## begin

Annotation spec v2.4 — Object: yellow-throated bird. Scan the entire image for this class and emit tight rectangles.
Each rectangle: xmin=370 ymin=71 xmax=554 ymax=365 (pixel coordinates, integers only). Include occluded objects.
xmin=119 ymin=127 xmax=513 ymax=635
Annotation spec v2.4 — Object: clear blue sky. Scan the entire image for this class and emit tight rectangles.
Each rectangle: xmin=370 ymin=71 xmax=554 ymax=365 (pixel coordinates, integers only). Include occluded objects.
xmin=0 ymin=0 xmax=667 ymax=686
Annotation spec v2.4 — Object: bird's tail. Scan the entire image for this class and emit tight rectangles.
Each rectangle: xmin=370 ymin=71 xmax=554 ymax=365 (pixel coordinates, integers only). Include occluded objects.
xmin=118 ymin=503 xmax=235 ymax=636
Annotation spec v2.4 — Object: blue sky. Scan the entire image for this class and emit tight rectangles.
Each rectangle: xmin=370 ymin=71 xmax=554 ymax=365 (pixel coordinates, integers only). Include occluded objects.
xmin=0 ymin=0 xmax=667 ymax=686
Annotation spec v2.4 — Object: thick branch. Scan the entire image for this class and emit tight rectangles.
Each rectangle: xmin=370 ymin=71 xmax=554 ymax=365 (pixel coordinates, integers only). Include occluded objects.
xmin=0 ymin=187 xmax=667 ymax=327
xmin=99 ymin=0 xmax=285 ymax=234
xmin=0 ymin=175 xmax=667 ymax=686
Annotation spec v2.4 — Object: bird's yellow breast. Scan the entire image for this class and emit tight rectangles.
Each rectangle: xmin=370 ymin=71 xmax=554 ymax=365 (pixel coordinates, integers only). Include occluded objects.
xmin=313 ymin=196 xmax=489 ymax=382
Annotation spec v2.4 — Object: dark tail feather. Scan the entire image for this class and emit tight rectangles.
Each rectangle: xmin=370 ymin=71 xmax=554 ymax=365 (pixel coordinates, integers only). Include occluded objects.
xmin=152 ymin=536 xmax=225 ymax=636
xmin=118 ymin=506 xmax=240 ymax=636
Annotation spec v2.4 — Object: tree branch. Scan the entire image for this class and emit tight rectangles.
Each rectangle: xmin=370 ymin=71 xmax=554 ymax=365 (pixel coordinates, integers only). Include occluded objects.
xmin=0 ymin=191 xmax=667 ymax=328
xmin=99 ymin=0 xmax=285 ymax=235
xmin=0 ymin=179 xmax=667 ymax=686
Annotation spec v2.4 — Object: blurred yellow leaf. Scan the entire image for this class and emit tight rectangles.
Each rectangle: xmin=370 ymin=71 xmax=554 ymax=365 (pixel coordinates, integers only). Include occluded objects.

## end

SHORT EXERCISE> Reproduce the items from the beginning through the line containing "xmin=0 ymin=175 xmax=667 ymax=686", replacing "occluded" with "partially hidden" and leaving everything else unchanged.

FINAL RESULT>
Annotation spec v2.4 — Object: yellow-throated bird. Scan the entire image for this class and emit tight rectangles.
Each rectangle: xmin=370 ymin=71 xmax=554 ymax=365 (pixel coordinates, integers only). Include partially hidden objects.
xmin=119 ymin=127 xmax=513 ymax=635
Annotation spec v2.4 — Object: clear blue sky. Scan the entire image for this class and emit tight rectangles.
Each rectangle: xmin=370 ymin=71 xmax=554 ymax=365 (pixel coordinates, integers only). Include partially hidden objects.
xmin=0 ymin=0 xmax=667 ymax=686
Annotation spec v2.4 — Object: bird's tail. Scan the entire image for this class and emit tight rectangles.
Each rectangle: xmin=370 ymin=71 xmax=554 ymax=365 (pixel coordinates, integers only). Include partially hidden objects.
xmin=118 ymin=503 xmax=235 ymax=636
Annotation spec v2.4 — Object: blue sky. Scan the entire image for this class and emit tight rectangles.
Each rectangle: xmin=370 ymin=71 xmax=554 ymax=365 (pixel coordinates, integers only). Include partially hidden objects.
xmin=0 ymin=0 xmax=667 ymax=686
Annotation spec v2.4 — Object: thick branch. Scan the entire image for this class and emit tight rectangles.
Each rectangle: xmin=370 ymin=71 xmax=554 ymax=365 (pixel coordinates, integers only). Include partially hidden objects.
xmin=0 ymin=187 xmax=667 ymax=327
xmin=99 ymin=0 xmax=285 ymax=234
xmin=0 ymin=175 xmax=667 ymax=686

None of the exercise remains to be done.